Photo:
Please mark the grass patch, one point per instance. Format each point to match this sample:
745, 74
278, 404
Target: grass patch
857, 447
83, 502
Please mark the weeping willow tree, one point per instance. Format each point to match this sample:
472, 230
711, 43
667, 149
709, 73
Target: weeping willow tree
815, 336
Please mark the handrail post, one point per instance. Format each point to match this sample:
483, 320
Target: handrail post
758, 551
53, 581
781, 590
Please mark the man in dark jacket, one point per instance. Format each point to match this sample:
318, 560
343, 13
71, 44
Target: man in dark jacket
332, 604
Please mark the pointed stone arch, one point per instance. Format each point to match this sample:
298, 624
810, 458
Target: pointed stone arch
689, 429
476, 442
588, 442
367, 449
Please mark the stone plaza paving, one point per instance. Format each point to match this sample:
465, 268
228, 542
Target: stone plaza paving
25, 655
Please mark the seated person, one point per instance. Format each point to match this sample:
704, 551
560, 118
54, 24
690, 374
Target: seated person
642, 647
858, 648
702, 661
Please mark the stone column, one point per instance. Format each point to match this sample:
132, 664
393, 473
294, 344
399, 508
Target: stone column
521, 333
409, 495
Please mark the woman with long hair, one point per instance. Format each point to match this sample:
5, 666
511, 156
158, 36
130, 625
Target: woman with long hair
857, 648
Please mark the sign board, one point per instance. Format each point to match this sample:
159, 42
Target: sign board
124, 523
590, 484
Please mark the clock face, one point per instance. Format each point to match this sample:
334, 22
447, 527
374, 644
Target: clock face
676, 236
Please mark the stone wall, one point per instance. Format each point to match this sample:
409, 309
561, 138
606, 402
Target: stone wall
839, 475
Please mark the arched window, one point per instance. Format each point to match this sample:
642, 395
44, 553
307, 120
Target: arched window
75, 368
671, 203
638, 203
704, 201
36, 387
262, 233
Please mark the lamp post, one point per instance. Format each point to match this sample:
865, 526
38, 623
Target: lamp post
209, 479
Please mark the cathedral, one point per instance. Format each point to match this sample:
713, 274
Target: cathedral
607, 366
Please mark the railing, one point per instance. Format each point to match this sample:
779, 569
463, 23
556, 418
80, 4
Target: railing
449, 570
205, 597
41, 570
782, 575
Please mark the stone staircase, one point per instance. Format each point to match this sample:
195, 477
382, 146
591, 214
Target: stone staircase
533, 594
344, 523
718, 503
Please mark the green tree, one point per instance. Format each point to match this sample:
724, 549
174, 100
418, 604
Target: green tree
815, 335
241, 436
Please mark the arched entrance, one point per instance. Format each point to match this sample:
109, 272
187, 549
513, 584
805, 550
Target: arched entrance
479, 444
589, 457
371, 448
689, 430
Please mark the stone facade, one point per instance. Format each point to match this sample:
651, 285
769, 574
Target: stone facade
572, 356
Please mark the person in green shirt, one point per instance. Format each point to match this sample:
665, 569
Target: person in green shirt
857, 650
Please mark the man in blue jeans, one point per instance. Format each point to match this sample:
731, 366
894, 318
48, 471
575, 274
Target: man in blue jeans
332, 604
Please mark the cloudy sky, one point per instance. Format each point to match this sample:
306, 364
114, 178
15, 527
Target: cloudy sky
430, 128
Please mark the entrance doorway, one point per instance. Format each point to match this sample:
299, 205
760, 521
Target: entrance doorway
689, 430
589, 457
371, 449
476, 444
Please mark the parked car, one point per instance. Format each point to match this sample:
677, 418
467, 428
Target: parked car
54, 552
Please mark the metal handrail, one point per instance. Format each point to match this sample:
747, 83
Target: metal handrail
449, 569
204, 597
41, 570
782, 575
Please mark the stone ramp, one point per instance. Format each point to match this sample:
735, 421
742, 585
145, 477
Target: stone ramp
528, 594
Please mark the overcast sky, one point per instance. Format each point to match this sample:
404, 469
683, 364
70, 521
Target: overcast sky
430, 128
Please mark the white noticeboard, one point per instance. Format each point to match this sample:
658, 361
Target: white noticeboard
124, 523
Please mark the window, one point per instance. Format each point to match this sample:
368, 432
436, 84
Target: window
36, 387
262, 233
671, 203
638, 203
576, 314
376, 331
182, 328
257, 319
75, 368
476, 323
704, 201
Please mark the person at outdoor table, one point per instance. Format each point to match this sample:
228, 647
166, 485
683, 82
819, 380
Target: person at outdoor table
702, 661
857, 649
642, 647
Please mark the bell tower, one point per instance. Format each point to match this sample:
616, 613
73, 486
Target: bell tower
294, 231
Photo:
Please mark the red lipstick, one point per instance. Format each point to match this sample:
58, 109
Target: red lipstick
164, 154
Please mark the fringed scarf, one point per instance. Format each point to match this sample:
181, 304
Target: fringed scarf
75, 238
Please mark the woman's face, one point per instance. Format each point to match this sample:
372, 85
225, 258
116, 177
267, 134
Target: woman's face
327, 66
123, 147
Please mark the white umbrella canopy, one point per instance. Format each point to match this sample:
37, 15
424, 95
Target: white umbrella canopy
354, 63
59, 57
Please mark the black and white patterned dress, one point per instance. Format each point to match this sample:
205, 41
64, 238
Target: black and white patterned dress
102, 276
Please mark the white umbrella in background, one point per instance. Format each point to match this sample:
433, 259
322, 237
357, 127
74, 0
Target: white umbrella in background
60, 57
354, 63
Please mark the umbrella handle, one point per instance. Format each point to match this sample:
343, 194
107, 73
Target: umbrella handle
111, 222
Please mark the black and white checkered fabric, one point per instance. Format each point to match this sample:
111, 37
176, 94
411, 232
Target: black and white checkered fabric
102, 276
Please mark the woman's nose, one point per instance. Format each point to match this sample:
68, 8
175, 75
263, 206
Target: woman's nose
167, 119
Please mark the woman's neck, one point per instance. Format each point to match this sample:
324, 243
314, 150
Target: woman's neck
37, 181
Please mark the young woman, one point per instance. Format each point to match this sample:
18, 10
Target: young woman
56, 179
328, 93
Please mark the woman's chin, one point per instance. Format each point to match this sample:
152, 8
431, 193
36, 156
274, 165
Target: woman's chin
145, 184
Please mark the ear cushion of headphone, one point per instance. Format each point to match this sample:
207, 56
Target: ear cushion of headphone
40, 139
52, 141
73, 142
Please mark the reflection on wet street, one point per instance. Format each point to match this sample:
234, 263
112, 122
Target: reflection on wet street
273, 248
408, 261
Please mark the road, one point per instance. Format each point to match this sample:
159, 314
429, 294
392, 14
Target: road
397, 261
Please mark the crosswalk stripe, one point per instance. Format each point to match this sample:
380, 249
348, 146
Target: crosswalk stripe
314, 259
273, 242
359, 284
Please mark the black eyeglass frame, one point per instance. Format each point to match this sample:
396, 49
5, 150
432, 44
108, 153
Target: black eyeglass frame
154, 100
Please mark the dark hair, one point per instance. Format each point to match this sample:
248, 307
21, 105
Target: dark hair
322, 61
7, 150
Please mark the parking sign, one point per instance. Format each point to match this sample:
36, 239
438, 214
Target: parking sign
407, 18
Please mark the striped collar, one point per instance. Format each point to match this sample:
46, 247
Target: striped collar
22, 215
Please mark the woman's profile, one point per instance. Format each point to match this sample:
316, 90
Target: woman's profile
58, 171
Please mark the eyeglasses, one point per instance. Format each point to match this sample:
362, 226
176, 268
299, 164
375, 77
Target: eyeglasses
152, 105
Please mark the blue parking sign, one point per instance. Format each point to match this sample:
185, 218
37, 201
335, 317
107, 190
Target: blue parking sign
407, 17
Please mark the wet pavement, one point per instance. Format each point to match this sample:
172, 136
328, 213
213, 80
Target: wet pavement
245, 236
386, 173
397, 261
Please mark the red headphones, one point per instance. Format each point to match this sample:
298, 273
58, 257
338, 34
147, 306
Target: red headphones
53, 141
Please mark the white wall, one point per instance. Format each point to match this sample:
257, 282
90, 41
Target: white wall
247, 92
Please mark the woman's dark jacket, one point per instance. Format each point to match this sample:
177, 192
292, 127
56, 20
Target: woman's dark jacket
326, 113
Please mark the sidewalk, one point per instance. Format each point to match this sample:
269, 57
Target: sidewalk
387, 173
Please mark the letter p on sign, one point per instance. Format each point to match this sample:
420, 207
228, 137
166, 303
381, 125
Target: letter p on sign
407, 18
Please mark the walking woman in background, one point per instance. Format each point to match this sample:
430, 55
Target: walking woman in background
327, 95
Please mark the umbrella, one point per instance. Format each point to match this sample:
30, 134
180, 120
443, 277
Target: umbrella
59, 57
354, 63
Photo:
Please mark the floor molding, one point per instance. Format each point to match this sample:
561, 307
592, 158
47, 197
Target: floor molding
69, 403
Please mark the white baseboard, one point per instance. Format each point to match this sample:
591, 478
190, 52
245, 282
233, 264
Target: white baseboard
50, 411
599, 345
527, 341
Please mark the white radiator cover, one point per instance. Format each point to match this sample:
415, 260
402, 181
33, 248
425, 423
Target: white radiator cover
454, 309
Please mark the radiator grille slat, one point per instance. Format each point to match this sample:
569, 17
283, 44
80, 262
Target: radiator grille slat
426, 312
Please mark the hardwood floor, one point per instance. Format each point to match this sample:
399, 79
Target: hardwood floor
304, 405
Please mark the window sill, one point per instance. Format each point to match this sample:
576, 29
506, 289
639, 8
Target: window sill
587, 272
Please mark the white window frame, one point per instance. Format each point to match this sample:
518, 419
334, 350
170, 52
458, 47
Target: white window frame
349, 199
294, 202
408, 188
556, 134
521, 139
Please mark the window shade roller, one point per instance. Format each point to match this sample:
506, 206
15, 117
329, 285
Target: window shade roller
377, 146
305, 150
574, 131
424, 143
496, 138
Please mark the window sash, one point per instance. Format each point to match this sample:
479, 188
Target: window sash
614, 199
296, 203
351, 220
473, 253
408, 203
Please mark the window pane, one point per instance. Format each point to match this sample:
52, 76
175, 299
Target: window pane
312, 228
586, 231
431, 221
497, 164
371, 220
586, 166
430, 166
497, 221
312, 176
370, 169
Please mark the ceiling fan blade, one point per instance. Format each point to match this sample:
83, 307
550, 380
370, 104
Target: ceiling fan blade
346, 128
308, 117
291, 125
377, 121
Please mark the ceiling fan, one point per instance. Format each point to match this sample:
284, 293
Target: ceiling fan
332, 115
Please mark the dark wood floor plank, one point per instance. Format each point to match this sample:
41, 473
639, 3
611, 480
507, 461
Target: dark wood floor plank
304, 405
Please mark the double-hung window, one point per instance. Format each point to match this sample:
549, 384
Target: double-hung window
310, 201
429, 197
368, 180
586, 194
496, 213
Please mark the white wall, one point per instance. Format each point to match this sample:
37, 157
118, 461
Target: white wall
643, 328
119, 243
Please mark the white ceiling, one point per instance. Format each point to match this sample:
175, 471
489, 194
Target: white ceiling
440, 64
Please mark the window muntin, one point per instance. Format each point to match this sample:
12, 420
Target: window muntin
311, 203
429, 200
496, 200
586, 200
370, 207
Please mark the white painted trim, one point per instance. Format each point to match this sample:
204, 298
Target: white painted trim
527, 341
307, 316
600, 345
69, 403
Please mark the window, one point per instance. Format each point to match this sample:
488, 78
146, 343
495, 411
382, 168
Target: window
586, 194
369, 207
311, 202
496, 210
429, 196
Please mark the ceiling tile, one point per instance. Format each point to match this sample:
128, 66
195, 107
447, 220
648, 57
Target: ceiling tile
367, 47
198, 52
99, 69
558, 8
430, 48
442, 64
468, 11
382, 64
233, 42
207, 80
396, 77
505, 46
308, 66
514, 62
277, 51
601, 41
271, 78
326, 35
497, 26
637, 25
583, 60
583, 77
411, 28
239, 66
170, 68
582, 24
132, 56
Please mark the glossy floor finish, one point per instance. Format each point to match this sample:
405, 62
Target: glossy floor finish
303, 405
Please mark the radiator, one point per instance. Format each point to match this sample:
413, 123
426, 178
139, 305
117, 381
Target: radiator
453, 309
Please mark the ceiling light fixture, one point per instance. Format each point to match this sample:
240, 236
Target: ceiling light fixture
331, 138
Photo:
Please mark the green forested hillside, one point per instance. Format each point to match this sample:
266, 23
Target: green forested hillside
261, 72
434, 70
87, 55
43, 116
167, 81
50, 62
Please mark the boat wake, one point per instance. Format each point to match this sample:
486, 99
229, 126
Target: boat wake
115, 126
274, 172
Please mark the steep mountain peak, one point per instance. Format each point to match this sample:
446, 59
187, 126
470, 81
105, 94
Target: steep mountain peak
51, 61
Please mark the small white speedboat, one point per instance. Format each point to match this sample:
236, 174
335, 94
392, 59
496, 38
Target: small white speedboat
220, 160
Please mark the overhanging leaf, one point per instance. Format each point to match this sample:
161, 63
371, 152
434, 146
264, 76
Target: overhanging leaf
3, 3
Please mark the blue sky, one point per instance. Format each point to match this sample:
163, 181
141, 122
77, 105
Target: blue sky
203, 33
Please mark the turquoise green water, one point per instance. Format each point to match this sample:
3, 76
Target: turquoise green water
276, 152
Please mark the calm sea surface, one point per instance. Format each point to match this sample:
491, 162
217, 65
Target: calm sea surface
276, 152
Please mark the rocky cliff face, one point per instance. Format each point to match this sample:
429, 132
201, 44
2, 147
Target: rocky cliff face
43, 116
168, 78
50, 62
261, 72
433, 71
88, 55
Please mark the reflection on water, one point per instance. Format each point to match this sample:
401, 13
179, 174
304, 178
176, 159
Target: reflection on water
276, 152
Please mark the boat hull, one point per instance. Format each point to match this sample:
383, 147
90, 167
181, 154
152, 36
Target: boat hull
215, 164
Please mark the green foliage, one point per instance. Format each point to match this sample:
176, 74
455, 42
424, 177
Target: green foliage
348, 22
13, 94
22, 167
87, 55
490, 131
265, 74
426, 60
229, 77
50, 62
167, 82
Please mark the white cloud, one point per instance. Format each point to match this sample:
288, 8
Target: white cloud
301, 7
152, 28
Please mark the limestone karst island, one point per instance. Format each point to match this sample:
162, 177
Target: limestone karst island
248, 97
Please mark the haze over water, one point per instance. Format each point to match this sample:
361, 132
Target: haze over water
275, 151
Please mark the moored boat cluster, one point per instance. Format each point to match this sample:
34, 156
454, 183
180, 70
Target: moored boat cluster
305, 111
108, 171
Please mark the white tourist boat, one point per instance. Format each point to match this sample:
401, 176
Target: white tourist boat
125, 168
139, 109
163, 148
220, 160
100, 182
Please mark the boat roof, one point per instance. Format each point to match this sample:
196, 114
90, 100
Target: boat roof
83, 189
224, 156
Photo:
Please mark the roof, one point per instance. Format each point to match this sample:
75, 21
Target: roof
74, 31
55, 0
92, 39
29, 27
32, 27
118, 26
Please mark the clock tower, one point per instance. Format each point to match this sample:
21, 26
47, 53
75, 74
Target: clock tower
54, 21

**********

▶ **THE EXERCISE**
Locate "Please mark the limestone" in the material, then quote the line that contains it and all lines after it through the final one.

▶ **OUTPUT FOR THIS EXERCISE**
Please mark the limestone karst island, one point per instance. Format each point to match this sample:
162, 177
Target: limestone karst island
248, 97
Please mark the haze over water, one point per instance. Format each point to match this sample:
361, 132
Target: haze over water
275, 151
Please mark the moored boat cluster, one point per instance. Format each point to match this sample:
34, 156
454, 183
180, 70
Target: moored boat cluster
305, 111
108, 171
Please mark the white tourist boat, one point per instance. Format each point to match this sample:
401, 176
Target: white tourist boat
125, 168
139, 109
163, 148
220, 160
100, 182
Please mark the boat roof, one point per instance. Format each point to match this sample:
196, 114
90, 100
Target: boat roof
83, 189
224, 156
Photo:
Please mark the roof, one point per instance. Format each point to match this sample:
75, 21
Target: roof
74, 31
55, 0
92, 39
29, 27
32, 27
118, 26
Please mark the clock tower, one point per instance. Format each point to match this sample:
21, 26
47, 53
75, 74
Target: clock tower
54, 21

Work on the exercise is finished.